**AIM:** Rewrite all the entries below, putting "one point per instance" wherever "one dot per instance" appears and leaving everything else the same.

INFORMATION SHOWN start

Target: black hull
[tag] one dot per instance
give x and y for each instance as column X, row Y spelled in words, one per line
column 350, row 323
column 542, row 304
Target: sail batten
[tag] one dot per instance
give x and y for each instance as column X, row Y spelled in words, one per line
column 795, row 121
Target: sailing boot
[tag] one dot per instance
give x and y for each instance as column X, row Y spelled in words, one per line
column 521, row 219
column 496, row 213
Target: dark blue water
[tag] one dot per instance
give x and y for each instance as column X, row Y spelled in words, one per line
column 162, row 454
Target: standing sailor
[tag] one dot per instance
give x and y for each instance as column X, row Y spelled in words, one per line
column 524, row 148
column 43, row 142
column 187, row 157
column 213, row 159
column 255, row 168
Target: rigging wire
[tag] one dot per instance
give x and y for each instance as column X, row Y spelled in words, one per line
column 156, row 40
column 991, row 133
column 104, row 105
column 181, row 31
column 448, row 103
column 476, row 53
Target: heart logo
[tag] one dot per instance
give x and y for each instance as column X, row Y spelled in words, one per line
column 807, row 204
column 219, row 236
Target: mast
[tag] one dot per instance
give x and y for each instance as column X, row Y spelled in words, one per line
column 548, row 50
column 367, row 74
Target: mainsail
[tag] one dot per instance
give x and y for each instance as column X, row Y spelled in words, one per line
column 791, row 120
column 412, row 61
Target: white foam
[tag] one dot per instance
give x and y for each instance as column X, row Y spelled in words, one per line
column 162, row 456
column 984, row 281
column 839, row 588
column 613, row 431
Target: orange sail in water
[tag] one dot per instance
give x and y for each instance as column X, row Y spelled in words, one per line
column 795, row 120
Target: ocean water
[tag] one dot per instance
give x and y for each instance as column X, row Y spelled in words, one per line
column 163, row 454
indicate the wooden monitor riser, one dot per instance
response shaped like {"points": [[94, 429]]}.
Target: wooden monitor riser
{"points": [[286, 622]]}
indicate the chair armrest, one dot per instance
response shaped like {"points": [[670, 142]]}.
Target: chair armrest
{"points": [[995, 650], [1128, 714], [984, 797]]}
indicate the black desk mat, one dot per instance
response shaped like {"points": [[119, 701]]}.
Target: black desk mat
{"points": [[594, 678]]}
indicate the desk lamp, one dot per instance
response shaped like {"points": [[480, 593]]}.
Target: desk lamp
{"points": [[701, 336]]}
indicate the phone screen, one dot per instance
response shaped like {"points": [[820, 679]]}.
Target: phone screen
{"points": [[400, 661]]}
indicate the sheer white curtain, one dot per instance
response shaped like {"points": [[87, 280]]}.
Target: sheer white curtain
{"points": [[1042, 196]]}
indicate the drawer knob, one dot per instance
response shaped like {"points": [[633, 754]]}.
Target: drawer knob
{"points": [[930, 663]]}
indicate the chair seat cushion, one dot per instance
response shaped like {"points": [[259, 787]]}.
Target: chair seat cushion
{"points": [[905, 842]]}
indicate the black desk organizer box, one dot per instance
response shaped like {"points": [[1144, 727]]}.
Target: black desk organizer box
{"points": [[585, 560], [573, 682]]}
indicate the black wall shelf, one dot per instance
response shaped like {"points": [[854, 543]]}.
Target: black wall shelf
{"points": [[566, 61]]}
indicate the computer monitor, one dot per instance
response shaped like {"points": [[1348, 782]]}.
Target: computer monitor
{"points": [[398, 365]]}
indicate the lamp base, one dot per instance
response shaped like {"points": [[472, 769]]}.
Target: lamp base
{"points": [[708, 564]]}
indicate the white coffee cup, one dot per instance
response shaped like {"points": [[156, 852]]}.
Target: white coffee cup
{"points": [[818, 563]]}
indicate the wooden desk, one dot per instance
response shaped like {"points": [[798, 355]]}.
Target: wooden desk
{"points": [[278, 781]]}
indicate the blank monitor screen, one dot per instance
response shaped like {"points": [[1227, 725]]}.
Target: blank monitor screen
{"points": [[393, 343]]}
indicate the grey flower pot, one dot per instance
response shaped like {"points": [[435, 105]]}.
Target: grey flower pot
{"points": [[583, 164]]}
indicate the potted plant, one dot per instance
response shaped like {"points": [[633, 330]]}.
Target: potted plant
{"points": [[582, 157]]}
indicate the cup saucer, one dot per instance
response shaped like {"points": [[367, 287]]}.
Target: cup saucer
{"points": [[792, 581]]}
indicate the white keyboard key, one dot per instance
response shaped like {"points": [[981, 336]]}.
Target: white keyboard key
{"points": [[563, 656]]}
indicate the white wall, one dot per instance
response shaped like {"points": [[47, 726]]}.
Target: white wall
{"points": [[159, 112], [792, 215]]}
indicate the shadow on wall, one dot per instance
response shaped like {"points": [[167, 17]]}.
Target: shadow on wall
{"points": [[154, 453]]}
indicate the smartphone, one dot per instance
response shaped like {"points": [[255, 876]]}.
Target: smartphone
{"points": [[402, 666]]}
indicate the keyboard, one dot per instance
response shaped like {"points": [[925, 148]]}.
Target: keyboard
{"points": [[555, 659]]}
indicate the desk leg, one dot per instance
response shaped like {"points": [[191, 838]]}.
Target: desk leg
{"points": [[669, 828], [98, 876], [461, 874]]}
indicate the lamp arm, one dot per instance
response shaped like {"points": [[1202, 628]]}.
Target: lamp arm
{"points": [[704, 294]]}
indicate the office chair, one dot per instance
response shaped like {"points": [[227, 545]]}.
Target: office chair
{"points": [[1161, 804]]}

INFORMATION SHOWN end

**EXERCISE SOLUTION:**
Target: black hull
[tag] one point per instance
give x and y for each instance as column X, row Y spelled in words, one per line
column 350, row 323
column 542, row 304
Target: sail batten
[tag] one point per instance
give x and y for each instance as column X, row Y spelled in words, one per line
column 795, row 121
Target: sailing boot
[tag] one point per instance
give x and y for each instance as column X, row Y spelled in words, one per line
column 521, row 219
column 496, row 213
Target: dark blue water
[tag] one point per instance
give x and y for each instance as column X, row Y spelled in words, one per line
column 162, row 454
Target: standing sailor
[tag] one point per instance
give x and y for each instance as column X, row Y spelled in words, one per line
column 524, row 148
column 43, row 142
column 187, row 157
column 213, row 159
column 255, row 168
Target: rigging wire
[tag] one point per instance
give x and y for each instance as column X, row Y spelled in words, one per line
column 156, row 40
column 991, row 133
column 104, row 105
column 181, row 31
column 448, row 103
column 476, row 53
Target: heart logo
[tag] one point per instance
give x and y for each instance as column X, row Y spelled in words, one per line
column 807, row 204
column 219, row 236
Target: mast
[tag] one point per instance
give x and y for each instance as column X, row Y spelled in words, one per line
column 548, row 50
column 367, row 74
Target: mainsail
[tag] one point per instance
give x and y for each instance as column X, row Y spelled in words, one per line
column 791, row 120
column 412, row 61
Target: white foam
[tag] one point per instance
give x and y for each instance as column X, row Y spelled in words, one per line
column 162, row 456
column 984, row 281
column 839, row 588
column 613, row 431
Target: orange sail in water
[tag] one point per instance
give x and y for each instance as column X, row Y spelled in words, one per line
column 795, row 120
Target: ocean water
[tag] one point per instance
give x and y for each instance as column X, row Y spelled in words, one per line
column 163, row 454
indicate the wooden monitor riser, one point per instance
response shaped like {"points": [[94, 429]]}.
Target: wooden monitor riser
{"points": [[286, 622]]}
indicate the chair armrest, one point per instance
response shaped like {"points": [[670, 142]]}.
Target: chair armrest
{"points": [[995, 650], [1128, 714], [984, 797]]}
indicate the black desk mat, one point per instance
response shaped like {"points": [[119, 701]]}.
Target: black desk mat
{"points": [[594, 678]]}
indicate the desk lamp, one point per instance
response shaped like {"points": [[480, 593]]}.
Target: desk lamp
{"points": [[701, 336]]}
indicate the phone screen, one point per instance
response shaped like {"points": [[820, 679]]}.
Target: phone screen
{"points": [[400, 661]]}
indicate the sheer white curtain, one point per instance
response shaped like {"points": [[87, 280]]}.
Target: sheer white curtain
{"points": [[1042, 196]]}
indicate the drawer knob, one point per instance
response shaped like {"points": [[633, 754]]}.
Target: drawer knob
{"points": [[930, 663]]}
indicate the chair seat cushion, one point per instance
response shaped like {"points": [[259, 787]]}.
Target: chair seat cushion
{"points": [[905, 842]]}
indicate the black desk organizer box, one point per instance
response shaped like {"points": [[1144, 727]]}.
Target: black desk organizer box
{"points": [[585, 560], [573, 682]]}
indicate the black wall shelf, one point per instance
response shaped like {"points": [[854, 543]]}.
Target: black wall shelf
{"points": [[566, 61]]}
indicate the computer monitor, one point per instance
response shaped like {"points": [[1348, 782]]}.
Target: computer monitor
{"points": [[398, 365]]}
indicate the lamp base, one point per instance
response shaped like {"points": [[472, 769]]}.
Target: lamp base
{"points": [[708, 564]]}
indicate the white coffee cup, one point per instance
response shaped like {"points": [[156, 852]]}.
Target: white coffee cup
{"points": [[818, 563]]}
indicate the wooden desk, one point per instance
response shaped like {"points": [[798, 355]]}.
Target: wooden desk
{"points": [[278, 781]]}
indicate the blank monitor screen, one point per instance
response shaped like {"points": [[1227, 725]]}.
Target: blank monitor screen
{"points": [[393, 343]]}
indicate the grey flower pot, one point per instance
response shaped like {"points": [[435, 105]]}.
Target: grey flower pot
{"points": [[583, 164]]}
indicate the potted plant, one point per instance
response shaped like {"points": [[633, 330]]}.
Target: potted plant
{"points": [[582, 157]]}
indicate the cup saucer, one point per instance
response shaped like {"points": [[367, 287]]}.
Target: cup saucer
{"points": [[792, 581]]}
indicate the white keyboard key, one point per instance
response shaped like {"points": [[981, 336]]}.
Target: white keyboard key
{"points": [[563, 656]]}
indicate the white wall, one point per instance
response shaped like {"points": [[47, 726]]}.
Target: white wall
{"points": [[159, 112], [792, 215]]}
indicate the shadow on wall, one point per instance
response shaped like {"points": [[167, 17]]}.
Target: shadow on wall
{"points": [[154, 453]]}
indicate the smartphone, one point per instance
response shaped like {"points": [[255, 876]]}.
Target: smartphone
{"points": [[402, 666]]}
indicate the keyboard, one point per instance
response shaped like {"points": [[925, 148]]}.
Target: keyboard
{"points": [[555, 659]]}
indicate the desk leg, one point per instance
response shaped like {"points": [[191, 838]]}.
Target: desk leg
{"points": [[669, 828], [98, 876], [461, 874]]}
indicate the lamp arm, one point per instance
response shaped like {"points": [[1202, 628]]}.
Target: lamp arm
{"points": [[704, 294]]}
indicate the office chair, one point per instance
response shaped like {"points": [[227, 545]]}.
Target: office chair
{"points": [[1161, 804]]}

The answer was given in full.